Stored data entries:
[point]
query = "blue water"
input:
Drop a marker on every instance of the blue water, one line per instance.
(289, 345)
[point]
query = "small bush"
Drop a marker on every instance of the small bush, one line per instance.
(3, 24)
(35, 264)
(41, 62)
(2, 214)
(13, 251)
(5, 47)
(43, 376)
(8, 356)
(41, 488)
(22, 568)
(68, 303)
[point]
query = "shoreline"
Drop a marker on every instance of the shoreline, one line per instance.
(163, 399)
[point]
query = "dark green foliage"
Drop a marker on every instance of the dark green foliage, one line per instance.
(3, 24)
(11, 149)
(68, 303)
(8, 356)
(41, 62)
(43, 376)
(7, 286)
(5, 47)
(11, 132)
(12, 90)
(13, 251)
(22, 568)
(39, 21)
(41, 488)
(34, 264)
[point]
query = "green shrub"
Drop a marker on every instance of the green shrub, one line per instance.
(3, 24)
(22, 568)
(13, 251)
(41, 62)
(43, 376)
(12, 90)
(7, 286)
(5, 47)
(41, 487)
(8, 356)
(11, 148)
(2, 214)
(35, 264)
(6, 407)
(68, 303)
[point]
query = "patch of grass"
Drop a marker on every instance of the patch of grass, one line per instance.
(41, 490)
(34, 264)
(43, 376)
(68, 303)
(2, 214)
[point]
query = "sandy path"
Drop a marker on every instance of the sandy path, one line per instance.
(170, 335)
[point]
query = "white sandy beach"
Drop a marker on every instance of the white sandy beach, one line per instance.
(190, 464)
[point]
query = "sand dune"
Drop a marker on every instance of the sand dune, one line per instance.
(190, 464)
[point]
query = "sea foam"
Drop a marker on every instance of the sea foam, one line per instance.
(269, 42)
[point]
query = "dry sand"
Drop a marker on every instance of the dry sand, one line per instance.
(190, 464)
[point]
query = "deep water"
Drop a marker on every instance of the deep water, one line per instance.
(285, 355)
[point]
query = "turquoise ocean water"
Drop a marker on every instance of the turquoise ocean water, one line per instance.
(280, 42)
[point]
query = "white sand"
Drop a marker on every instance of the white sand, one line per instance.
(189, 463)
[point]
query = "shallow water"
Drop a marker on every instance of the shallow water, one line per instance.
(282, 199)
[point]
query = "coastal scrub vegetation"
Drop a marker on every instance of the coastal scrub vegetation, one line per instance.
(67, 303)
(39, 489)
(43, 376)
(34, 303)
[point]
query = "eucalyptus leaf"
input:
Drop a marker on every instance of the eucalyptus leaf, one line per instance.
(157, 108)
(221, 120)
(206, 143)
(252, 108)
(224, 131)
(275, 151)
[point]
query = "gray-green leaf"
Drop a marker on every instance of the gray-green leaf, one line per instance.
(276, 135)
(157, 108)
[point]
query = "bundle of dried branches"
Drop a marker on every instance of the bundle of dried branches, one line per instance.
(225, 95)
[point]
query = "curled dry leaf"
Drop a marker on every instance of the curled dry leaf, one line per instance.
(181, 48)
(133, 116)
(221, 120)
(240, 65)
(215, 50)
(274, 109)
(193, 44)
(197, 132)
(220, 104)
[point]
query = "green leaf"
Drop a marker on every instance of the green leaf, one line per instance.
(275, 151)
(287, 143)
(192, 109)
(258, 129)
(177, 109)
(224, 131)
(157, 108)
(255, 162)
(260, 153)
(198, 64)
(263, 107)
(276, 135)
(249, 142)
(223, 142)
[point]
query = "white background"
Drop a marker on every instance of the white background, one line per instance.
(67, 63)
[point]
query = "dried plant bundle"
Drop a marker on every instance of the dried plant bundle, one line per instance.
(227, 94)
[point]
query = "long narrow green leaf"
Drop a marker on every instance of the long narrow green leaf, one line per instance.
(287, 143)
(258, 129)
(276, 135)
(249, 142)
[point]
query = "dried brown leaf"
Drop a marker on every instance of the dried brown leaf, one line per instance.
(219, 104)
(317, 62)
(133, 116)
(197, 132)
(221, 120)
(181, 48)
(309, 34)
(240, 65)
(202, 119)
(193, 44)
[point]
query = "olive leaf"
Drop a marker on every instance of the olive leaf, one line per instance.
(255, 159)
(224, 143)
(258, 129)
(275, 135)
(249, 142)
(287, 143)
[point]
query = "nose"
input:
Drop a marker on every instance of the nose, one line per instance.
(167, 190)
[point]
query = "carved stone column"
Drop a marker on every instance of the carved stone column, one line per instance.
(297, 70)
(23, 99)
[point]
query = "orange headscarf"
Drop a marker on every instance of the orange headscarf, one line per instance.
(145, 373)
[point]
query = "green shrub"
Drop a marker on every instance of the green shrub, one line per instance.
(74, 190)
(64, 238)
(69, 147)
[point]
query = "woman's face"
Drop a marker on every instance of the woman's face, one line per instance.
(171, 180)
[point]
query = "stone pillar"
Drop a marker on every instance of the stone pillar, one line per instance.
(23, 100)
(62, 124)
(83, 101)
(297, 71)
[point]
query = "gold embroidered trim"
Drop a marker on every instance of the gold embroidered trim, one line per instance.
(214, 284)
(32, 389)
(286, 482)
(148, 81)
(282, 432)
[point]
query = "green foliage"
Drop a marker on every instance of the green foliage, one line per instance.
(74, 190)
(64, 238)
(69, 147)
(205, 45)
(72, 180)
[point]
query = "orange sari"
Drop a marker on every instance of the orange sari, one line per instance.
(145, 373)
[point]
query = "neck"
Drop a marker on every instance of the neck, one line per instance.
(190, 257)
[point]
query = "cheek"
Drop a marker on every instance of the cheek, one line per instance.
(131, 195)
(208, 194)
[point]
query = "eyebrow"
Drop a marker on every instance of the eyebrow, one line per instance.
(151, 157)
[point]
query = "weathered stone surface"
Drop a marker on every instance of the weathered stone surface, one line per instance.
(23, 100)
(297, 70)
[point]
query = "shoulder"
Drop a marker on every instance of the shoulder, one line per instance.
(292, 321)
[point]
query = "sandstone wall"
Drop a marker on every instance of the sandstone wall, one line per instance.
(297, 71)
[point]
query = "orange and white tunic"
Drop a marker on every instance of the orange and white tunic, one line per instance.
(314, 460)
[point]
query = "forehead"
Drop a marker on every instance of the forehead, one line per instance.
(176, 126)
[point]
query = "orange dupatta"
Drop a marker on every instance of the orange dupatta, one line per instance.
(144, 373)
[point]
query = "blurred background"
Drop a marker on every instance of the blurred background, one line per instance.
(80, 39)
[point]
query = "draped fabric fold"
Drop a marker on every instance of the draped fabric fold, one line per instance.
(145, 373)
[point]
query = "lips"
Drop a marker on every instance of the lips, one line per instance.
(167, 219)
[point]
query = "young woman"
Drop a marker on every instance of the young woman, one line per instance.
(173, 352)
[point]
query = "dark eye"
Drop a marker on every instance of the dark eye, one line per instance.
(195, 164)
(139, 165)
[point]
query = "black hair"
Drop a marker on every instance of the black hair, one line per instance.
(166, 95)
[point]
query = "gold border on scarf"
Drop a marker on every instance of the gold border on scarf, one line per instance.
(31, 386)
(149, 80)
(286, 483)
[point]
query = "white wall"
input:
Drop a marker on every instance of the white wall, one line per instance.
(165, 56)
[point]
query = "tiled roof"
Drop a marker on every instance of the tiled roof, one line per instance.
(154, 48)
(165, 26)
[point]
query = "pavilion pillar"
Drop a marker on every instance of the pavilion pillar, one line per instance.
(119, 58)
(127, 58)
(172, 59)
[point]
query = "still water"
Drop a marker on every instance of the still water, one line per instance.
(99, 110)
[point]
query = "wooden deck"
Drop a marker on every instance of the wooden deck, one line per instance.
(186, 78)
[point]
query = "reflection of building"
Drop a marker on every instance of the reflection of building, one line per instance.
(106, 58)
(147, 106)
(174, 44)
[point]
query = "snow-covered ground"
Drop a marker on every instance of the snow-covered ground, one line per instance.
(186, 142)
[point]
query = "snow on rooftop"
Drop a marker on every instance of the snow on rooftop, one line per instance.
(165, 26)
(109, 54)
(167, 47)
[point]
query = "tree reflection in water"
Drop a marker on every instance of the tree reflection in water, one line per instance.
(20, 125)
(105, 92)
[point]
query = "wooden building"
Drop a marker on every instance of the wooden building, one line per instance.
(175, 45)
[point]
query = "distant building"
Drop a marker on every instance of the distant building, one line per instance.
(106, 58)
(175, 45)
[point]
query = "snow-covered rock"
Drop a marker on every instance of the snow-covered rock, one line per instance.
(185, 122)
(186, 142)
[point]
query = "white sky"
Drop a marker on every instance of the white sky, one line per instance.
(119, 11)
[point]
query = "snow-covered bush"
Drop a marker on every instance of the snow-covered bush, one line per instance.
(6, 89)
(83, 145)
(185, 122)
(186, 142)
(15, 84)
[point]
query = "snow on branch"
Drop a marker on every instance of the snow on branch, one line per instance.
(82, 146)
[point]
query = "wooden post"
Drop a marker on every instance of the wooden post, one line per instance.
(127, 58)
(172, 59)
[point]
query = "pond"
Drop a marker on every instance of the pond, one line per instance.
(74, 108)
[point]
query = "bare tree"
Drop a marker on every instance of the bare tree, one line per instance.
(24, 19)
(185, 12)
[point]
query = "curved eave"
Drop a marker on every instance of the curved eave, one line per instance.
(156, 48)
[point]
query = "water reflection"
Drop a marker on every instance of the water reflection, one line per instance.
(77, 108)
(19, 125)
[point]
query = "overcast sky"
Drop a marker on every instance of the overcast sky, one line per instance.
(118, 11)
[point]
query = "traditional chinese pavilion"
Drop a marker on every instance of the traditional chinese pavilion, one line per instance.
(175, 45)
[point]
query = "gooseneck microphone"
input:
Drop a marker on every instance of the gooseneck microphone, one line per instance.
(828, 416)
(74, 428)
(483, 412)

Try it: Return, word for word, every line from the line with "Drop a marker on every instance of the curved" to the final line of the data.

Solved problem:
Drop a marker on every instance of the curved eave, one line per instance.
(156, 48)
[point]
query = "water reflection"
Drop a marker on every instance of the water reflection, one line per instance.
(77, 108)
(19, 125)
[point]
query = "overcast sky"
Drop a marker on every instance of the overcast sky, one line per instance.
(118, 11)
[point]
query = "traditional chinese pavilion"
Drop a marker on every instance of the traditional chinese pavilion, one line per instance.
(175, 45)
[point]
query = "gooseneck microphone"
input:
Drop a marker on every instance of the gooseneck microphone, one line per instance.
(828, 416)
(74, 428)
(483, 412)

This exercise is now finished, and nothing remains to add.